* **What this task involves**
Return, verbatim, the span of the Chung Hee-sung profile below, starting at "South Korean tennis" and ending at "Davis Cup team.".

* **Source extract**
################

Chung Hee-sung
- Country (sports): South Korea
- Born: 25 November 1976 (age 48)
- Prize money: $20,278

Singles
- Career record: 0–1 (Davis Cup)
- Highest ranking: No. 680 (24 Jun 1996)

Doubles
- Career record: 2–2 (Davis Cup)
- Highest ranking: No. 434 (15 Oct 2001)

= Chung Hee-sung =

South Korean tennis player

Chung Hee-sung (born 25 November 1976) is a South Korean former professional tennis player.

Chung, a graduate of Samil Technical High School in Suwon, began competing on the professional tour in the mid 1990s and reached a best singles world ranking of 680. He was a quarter-finalist at the ATP Challenger tournament in Seoul in 1995. From 2000 to 2003 he represented South Korea in the Davis Cup, featuring mostly in doubles. He won six ITF Futures doubles titles during his career. In 2018 he took over as captain of the South Korea Davis Cup team.

################

* **Given data**

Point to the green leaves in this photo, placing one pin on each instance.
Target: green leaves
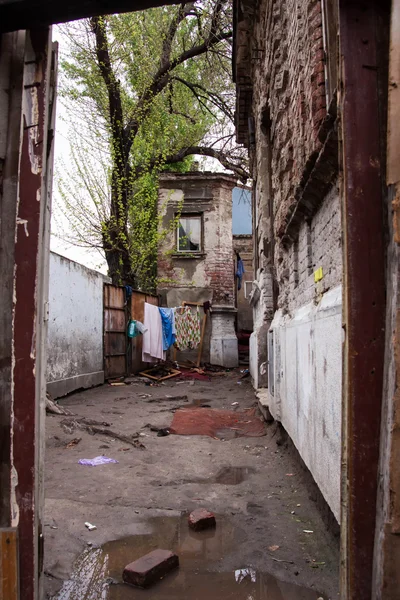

################

* **Final result**
South Korean tennis player

Chung Hee-sung (born 25 November 1976) is a South Korean former professional tennis player.

Chung, a graduate of Samil Technical High School in Suwon, began competing on the professional tour in the mid 1990s and reached a best singles world ranking of 680. He was a quarter-finalist at the ATP Challenger tournament in Seoul in 1995. From 2000 to 2003 he represented South Korea in the Davis Cup, featuring mostly in doubles. He won six ITF Futures doubles titles during his career. In 2018 he took over as captain of the South Korea Davis Cup team.